#### YOUR OBJECTIVE:
State only the count of lines in the listing below that hold "prompts".

------ EXERCISE INPUTS ------

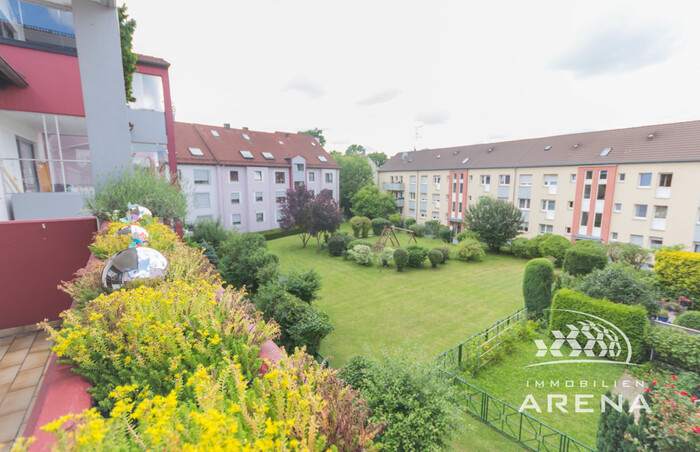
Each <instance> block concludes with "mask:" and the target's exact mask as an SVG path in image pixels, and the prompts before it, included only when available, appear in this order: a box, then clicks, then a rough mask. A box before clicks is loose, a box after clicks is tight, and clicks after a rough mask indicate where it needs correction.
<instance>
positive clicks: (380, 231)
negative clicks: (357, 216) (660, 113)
mask: <svg viewBox="0 0 700 452" xmlns="http://www.w3.org/2000/svg"><path fill="white" fill-rule="evenodd" d="M390 225H391V223H390V222H389V220H387V219H386V218H375V219H374V220H372V234H374V235H375V236H377V237H378V236H380V235H381V234H382V231H383V230H384V227H385V226H390Z"/></svg>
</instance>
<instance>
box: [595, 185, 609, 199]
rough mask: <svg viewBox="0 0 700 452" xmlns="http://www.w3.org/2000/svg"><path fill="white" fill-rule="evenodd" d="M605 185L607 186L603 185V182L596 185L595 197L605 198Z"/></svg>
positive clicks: (599, 198) (597, 198)
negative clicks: (597, 195) (596, 186)
mask: <svg viewBox="0 0 700 452" xmlns="http://www.w3.org/2000/svg"><path fill="white" fill-rule="evenodd" d="M606 187H607V185H605V184H602V185H598V196H597V197H596V199H605V188H606Z"/></svg>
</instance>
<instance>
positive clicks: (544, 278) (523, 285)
mask: <svg viewBox="0 0 700 452" xmlns="http://www.w3.org/2000/svg"><path fill="white" fill-rule="evenodd" d="M553 282H554V266H553V265H552V263H551V262H550V261H549V260H548V259H544V258H541V257H540V258H536V259H532V260H531V261H529V262H528V263H527V265H526V266H525V274H524V276H523V298H525V307H526V308H527V310H528V312H529V313H530V314H532V315H534V316H535V317H541V316H542V314H543V312H544V310H545V309H548V308H549V306H550V305H551V304H552V283H553Z"/></svg>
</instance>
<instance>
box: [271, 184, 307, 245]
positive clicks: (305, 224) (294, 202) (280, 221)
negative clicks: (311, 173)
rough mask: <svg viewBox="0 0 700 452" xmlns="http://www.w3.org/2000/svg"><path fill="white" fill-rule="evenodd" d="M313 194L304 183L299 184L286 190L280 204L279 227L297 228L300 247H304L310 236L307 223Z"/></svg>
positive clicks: (280, 227)
mask: <svg viewBox="0 0 700 452" xmlns="http://www.w3.org/2000/svg"><path fill="white" fill-rule="evenodd" d="M313 200H314V196H313V195H312V194H311V192H310V191H309V190H307V189H306V185H303V184H302V185H299V186H298V187H295V188H294V190H291V189H290V190H287V196H286V197H285V199H284V201H282V204H281V206H280V212H282V218H280V221H279V224H280V228H281V229H283V230H285V231H288V230H289V229H292V228H296V229H298V230H299V236H300V237H301V244H302V248H306V243H307V242H308V241H309V239H310V238H311V234H310V233H309V224H310V222H311V202H312V201H313Z"/></svg>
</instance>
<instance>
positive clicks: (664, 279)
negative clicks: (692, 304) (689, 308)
mask: <svg viewBox="0 0 700 452" xmlns="http://www.w3.org/2000/svg"><path fill="white" fill-rule="evenodd" d="M654 259H655V261H656V263H655V264H654V271H655V272H656V275H657V276H658V278H659V281H661V284H663V285H664V287H666V288H667V289H668V290H669V291H671V293H672V294H673V295H674V296H675V297H677V296H680V295H683V296H686V297H690V298H700V253H693V252H691V251H664V250H661V251H657V253H656V256H655V257H654Z"/></svg>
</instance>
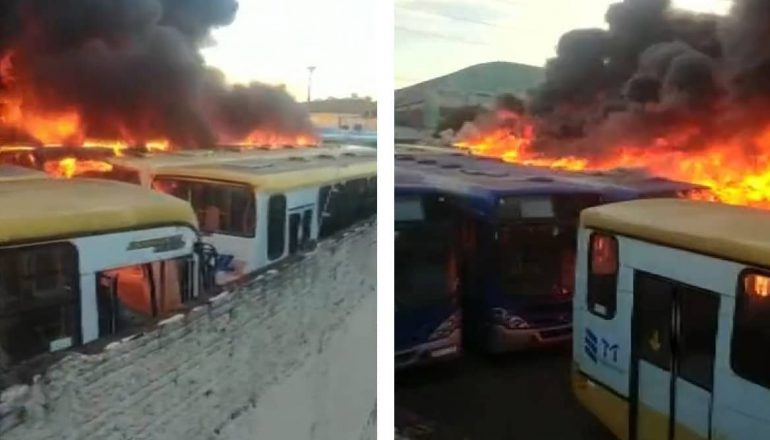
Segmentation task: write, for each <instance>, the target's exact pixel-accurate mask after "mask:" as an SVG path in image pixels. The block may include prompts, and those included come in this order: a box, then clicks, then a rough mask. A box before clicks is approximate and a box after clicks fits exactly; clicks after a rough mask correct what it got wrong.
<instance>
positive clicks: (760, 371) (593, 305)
mask: <svg viewBox="0 0 770 440" xmlns="http://www.w3.org/2000/svg"><path fill="white" fill-rule="evenodd" d="M573 306H574V329H575V336H574V372H573V385H574V390H575V393H576V395H577V397H578V399H579V400H580V402H581V403H582V404H583V405H584V406H585V407H586V408H588V409H589V410H590V411H591V412H593V413H594V414H595V415H596V416H597V417H598V418H599V419H600V420H601V421H602V422H603V423H604V424H605V425H606V426H608V427H609V428H610V430H611V431H612V432H613V433H614V434H615V435H616V436H617V437H618V438H622V439H635V440H661V439H669V440H671V439H675V440H685V439H687V440H689V439H725V440H726V439H732V440H740V439H766V438H770V350H768V347H770V213H769V212H767V211H763V210H757V209H752V208H747V207H739V206H730V205H723V204H718V203H709V202H697V201H692V200H681V199H650V200H638V201H632V202H624V203H617V204H610V205H604V206H599V207H595V208H590V209H587V210H585V211H583V213H582V216H581V227H580V231H579V236H578V260H577V270H576V294H575V297H574V304H573Z"/></svg>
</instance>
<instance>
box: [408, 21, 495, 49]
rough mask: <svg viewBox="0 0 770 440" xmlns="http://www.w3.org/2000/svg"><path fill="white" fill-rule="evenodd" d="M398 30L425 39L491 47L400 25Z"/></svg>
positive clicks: (479, 42)
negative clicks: (430, 38)
mask: <svg viewBox="0 0 770 440" xmlns="http://www.w3.org/2000/svg"><path fill="white" fill-rule="evenodd" d="M396 30H400V31H404V32H409V33H412V34H416V35H422V36H424V37H431V38H439V39H442V40H447V41H452V42H455V43H464V44H471V45H475V46H488V45H489V44H488V43H482V42H481V41H473V40H466V39H464V38H458V37H453V36H451V35H446V34H440V33H438V32H430V31H424V30H421V29H414V28H410V27H406V26H398V25H396Z"/></svg>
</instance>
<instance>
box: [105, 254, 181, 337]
mask: <svg viewBox="0 0 770 440" xmlns="http://www.w3.org/2000/svg"><path fill="white" fill-rule="evenodd" d="M193 276H194V273H193V271H192V260H191V259H190V258H189V257H182V258H176V259H172V260H166V261H156V262H153V263H146V264H138V265H134V266H124V267H120V268H116V269H111V270H106V271H102V272H99V273H98V274H97V277H96V279H97V285H96V293H97V297H96V298H97V306H98V309H99V334H100V335H102V336H103V335H110V334H116V333H121V332H124V331H126V330H130V329H136V328H138V327H140V326H142V325H145V324H147V323H149V322H151V320H152V319H153V318H155V317H158V316H168V315H169V314H171V313H174V312H177V311H178V310H180V309H181V308H182V306H183V304H184V303H185V302H187V301H188V300H190V299H191V298H192V294H193Z"/></svg>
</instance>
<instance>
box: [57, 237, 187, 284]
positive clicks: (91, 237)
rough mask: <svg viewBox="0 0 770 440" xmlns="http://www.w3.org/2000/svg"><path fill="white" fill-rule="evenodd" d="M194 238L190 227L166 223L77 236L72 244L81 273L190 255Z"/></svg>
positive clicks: (113, 268) (114, 267)
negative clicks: (76, 237) (80, 236)
mask: <svg viewBox="0 0 770 440" xmlns="http://www.w3.org/2000/svg"><path fill="white" fill-rule="evenodd" d="M179 239H181V240H179ZM157 240H161V241H157ZM163 240H165V241H166V242H162V241H163ZM196 240H197V236H196V233H195V231H194V230H193V229H192V228H191V227H187V226H165V227H160V228H152V229H142V230H136V231H125V232H117V233H114V234H107V235H94V236H88V237H79V238H75V239H73V240H72V243H74V244H75V246H77V248H78V251H79V258H80V270H81V271H82V272H81V273H93V272H97V271H100V270H106V269H114V268H118V267H124V266H131V265H135V264H142V263H147V262H151V261H157V260H164V259H169V258H177V257H183V256H186V255H190V254H192V252H193V245H194V244H195V242H196ZM167 245H168V246H170V248H166V247H164V246H167Z"/></svg>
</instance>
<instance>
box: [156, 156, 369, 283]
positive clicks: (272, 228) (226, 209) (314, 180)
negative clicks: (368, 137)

------

#### RESULT:
2